__STATED TASK__.
Return the exact lines spanning from the line with "the white sign" through the last line of the entries, boundaries included, and no others.

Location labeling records
## BEGIN

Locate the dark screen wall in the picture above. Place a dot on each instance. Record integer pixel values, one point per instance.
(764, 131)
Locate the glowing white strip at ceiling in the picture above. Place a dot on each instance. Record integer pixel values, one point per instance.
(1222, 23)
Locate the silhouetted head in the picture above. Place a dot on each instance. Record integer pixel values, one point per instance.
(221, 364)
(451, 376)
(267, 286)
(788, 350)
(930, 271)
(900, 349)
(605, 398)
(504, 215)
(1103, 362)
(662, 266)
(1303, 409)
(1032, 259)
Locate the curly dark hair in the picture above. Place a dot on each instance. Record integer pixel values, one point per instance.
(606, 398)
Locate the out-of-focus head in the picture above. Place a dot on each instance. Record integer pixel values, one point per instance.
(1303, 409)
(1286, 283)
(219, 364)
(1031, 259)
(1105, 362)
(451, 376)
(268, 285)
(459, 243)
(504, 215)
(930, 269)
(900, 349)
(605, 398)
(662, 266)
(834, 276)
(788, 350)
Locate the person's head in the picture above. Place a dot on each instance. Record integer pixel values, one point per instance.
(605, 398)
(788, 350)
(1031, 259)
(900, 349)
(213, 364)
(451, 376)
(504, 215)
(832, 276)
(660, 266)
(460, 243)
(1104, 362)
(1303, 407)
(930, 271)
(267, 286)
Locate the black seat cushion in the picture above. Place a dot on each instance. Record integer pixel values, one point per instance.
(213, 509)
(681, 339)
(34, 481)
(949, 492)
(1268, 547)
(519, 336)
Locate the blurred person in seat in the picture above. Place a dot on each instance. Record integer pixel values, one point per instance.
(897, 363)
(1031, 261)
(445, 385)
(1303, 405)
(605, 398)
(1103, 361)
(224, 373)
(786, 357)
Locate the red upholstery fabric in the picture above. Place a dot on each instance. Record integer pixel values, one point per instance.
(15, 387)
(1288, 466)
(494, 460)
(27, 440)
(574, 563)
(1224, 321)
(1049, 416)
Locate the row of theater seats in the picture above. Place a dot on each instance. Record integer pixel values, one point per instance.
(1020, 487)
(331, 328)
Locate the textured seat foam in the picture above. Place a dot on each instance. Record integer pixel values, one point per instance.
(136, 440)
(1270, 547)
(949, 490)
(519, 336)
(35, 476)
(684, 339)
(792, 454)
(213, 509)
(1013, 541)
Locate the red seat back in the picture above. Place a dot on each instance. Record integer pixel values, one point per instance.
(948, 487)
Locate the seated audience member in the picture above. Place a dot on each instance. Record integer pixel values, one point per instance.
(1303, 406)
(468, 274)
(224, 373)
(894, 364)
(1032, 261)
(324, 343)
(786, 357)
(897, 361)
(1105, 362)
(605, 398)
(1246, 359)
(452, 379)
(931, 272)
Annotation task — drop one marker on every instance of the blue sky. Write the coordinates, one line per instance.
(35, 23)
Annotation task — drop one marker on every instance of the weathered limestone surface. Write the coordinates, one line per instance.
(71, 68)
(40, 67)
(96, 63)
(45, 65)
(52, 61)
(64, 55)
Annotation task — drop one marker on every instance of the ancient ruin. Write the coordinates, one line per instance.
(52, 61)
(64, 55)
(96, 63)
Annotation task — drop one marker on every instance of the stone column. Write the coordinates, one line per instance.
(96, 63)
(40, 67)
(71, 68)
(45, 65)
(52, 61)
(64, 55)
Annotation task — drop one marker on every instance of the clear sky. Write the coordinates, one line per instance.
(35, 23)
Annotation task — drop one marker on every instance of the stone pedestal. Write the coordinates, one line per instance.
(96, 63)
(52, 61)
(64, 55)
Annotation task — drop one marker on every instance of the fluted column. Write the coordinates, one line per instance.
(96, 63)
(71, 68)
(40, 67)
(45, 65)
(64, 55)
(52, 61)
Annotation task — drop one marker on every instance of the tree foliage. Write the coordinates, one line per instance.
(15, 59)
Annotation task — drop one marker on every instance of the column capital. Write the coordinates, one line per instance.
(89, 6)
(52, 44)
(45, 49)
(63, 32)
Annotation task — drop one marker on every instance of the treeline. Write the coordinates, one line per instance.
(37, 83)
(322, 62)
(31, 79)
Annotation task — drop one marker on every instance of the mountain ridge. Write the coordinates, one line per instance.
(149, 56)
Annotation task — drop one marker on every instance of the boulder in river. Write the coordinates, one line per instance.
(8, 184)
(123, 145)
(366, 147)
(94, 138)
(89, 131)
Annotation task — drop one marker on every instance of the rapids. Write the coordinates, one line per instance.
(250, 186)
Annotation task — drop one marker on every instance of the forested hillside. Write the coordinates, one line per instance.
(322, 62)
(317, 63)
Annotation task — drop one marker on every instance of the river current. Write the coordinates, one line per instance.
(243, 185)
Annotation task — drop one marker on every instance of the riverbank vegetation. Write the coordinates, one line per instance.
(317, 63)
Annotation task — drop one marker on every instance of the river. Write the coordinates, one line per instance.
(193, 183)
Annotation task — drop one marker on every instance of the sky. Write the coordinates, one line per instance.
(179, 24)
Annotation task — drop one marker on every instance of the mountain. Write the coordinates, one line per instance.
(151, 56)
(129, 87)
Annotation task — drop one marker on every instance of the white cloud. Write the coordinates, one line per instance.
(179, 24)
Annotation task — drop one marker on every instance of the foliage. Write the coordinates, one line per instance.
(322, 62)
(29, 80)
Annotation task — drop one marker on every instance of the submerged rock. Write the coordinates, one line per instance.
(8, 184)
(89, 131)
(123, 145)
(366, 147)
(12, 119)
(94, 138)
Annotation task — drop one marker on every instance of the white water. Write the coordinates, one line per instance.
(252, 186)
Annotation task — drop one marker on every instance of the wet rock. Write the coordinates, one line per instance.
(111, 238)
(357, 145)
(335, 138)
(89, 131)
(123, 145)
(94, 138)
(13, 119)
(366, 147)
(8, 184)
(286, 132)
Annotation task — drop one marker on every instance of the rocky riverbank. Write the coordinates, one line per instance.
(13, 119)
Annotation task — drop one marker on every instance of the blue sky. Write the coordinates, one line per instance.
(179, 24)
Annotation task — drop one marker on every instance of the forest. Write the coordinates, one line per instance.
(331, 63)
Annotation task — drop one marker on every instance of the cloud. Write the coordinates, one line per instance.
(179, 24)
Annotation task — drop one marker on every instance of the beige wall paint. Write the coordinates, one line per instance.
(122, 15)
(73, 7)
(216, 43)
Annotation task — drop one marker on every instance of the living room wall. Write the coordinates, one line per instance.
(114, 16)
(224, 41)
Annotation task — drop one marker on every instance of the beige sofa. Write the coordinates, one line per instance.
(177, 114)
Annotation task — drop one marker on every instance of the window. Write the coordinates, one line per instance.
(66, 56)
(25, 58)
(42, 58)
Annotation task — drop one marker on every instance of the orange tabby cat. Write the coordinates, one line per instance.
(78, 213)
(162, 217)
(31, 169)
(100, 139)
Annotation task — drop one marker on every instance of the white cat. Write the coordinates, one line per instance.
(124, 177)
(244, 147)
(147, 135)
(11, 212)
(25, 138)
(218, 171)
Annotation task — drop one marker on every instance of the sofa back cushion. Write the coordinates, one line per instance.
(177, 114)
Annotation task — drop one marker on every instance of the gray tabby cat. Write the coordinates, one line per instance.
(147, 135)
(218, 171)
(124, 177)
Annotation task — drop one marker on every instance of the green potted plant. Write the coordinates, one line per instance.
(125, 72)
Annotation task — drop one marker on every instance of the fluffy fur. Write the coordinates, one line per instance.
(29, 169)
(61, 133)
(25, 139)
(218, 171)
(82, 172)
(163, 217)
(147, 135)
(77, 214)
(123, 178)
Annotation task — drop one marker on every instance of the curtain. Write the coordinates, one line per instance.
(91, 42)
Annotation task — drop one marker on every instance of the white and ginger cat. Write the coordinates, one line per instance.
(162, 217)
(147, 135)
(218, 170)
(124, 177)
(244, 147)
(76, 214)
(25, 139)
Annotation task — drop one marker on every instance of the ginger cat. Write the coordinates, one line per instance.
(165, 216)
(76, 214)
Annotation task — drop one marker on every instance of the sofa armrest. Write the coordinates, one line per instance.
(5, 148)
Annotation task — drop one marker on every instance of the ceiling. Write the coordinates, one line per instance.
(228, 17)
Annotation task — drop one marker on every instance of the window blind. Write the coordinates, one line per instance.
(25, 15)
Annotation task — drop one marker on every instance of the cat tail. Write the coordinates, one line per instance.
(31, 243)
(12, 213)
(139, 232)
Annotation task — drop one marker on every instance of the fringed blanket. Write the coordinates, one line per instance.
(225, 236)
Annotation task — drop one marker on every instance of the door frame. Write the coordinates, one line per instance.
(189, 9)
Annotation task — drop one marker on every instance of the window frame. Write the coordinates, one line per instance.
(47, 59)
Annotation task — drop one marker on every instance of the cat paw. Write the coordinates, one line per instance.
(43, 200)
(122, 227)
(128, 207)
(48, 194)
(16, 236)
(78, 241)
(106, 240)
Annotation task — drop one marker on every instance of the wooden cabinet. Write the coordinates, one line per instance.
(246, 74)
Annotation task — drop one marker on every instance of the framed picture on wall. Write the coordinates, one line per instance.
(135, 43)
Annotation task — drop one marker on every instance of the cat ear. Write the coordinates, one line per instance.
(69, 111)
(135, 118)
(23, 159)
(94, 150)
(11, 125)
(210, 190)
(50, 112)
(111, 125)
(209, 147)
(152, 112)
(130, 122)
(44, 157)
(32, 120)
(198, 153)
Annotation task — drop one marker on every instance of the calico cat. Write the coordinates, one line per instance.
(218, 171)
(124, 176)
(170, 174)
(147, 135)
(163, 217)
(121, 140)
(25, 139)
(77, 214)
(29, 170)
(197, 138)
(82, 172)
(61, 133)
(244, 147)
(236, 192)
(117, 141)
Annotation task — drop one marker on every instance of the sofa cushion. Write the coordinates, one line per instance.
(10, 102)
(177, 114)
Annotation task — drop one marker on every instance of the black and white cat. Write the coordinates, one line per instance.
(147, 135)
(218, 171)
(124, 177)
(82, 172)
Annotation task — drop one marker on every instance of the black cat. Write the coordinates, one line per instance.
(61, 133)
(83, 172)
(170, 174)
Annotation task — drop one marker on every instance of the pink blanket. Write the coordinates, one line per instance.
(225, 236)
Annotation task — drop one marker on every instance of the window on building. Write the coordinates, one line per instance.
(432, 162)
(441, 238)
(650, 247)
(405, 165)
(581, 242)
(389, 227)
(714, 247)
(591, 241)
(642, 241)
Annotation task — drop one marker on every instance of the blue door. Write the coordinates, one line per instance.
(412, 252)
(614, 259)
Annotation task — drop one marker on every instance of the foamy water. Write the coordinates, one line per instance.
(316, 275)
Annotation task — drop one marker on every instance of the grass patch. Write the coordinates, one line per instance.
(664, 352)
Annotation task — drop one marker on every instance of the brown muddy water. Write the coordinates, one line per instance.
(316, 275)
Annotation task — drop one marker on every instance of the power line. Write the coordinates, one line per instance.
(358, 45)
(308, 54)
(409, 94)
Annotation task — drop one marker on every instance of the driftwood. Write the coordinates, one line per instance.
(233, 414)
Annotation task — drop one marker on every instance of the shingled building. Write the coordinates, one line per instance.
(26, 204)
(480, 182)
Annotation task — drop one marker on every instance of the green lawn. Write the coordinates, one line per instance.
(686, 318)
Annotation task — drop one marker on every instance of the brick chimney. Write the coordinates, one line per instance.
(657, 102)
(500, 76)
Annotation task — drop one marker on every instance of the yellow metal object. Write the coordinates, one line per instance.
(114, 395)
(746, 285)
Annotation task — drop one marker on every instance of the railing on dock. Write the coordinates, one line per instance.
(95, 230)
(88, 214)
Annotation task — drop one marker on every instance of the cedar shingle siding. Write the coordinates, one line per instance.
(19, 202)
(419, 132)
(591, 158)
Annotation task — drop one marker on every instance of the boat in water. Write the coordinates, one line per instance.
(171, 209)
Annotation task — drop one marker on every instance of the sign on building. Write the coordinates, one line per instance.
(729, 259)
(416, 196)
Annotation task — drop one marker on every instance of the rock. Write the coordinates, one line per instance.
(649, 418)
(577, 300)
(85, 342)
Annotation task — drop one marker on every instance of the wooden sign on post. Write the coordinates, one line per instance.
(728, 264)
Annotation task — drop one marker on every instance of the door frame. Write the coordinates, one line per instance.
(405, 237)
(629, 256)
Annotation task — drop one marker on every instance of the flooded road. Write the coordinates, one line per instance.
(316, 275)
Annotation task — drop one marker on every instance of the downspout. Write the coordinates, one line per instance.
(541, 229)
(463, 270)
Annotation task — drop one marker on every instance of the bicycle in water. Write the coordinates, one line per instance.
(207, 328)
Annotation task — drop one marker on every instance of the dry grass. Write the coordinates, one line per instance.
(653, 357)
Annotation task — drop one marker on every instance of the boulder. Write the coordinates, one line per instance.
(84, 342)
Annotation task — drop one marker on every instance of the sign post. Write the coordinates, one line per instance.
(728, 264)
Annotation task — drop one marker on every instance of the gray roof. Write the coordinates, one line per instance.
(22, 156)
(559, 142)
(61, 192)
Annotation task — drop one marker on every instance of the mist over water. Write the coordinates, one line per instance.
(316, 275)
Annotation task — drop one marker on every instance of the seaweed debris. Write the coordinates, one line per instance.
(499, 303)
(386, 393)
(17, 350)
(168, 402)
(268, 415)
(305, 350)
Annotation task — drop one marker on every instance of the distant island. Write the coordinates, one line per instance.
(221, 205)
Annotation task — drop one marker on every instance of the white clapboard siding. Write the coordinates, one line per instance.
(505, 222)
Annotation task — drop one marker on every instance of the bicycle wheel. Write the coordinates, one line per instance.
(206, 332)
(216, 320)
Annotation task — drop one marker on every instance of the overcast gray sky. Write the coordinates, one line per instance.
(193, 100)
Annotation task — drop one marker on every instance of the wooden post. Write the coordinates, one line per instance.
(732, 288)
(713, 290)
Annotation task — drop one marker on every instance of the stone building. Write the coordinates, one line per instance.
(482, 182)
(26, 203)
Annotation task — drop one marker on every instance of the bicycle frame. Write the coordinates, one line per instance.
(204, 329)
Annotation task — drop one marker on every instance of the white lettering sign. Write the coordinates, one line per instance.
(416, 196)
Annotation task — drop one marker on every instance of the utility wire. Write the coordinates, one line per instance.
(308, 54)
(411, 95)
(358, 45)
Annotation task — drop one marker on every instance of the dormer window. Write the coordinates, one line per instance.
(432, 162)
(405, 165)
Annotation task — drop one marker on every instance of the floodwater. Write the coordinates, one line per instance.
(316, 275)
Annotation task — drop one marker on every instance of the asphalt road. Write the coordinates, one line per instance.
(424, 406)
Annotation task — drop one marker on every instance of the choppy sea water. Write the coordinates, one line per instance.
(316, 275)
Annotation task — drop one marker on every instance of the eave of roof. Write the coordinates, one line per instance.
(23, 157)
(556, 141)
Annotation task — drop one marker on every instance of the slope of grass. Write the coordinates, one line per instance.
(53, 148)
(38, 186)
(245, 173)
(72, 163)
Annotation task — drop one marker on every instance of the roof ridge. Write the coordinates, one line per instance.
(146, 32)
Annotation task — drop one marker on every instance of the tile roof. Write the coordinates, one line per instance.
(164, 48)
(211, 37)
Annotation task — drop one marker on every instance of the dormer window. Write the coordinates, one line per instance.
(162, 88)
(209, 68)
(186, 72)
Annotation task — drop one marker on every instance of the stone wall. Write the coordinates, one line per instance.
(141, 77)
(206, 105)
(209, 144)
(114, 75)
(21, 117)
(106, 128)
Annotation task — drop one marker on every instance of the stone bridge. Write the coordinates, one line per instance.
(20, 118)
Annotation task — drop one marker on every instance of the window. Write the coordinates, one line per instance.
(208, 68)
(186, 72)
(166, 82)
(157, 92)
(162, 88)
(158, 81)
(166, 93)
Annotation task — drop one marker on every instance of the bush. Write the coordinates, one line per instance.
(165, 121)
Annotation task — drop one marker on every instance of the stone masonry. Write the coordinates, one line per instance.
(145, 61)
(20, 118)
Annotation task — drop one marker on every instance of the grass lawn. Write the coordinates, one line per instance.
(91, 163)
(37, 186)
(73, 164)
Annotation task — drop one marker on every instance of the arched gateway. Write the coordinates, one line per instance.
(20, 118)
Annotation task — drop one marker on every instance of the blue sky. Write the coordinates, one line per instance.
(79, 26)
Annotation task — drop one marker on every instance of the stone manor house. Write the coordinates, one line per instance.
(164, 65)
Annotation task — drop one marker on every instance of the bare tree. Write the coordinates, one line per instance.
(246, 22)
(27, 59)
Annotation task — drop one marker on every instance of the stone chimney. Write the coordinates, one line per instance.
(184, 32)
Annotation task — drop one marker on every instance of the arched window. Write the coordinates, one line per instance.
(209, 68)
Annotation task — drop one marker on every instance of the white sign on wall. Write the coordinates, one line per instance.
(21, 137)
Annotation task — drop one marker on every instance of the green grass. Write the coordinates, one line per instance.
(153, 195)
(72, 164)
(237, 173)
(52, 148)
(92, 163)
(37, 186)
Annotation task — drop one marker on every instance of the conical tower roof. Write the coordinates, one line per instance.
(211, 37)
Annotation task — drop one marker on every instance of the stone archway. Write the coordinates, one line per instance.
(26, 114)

## END

__EXPECTED ANSWER__.
Annotation task — drop one marker on every instance of the white sign on wall. Write the coordinates, one line per instance.
(21, 137)
Annotation task — drop one marker on every instance of the green grass. Write the coordinates, one line per instance.
(153, 195)
(72, 164)
(237, 173)
(52, 148)
(92, 163)
(37, 186)
Annotation task — drop one marker on every instance of the conical tower roof. Write the coordinates, one line per instance.
(211, 37)
Annotation task — drop one marker on every instance of the stone archway. Write the coordinates, one line per instance.
(26, 114)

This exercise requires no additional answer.